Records
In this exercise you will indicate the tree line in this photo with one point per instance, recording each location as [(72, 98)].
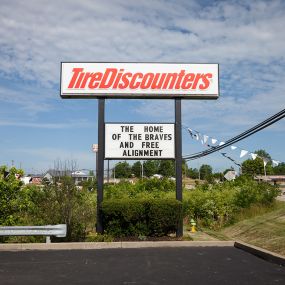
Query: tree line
[(166, 168)]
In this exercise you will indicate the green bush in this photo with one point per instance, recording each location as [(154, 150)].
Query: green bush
[(217, 205), (141, 217)]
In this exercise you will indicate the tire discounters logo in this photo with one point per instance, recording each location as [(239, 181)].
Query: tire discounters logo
[(143, 80)]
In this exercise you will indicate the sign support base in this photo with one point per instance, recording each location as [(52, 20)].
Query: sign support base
[(178, 160), (100, 165)]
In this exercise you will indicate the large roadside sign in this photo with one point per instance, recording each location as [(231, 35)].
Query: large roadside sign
[(139, 141), (141, 80)]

#### [Exercise brief]
Edit the records starting at their beginning and ending at the line that contains "[(143, 80)]", replacing "recording each location" with "writing each location" and keeping everything else the same. Give only those lines, and leave the pictures out.

#### [Task output]
In this exercise you will indicate the tree line in this photo with one point per instance, writing each location as [(72, 98)].
Query: tree line
[(166, 168)]
In this exercise you will indicate the green bush in this photo with one point per instance, writing each location as [(154, 150)].
Query: green bush
[(217, 205), (141, 217)]
In this exercise you will indicate the tire discounters logo in this photo with one point per instance, writing each location as [(239, 181)].
Query: tire discounters logo
[(143, 80)]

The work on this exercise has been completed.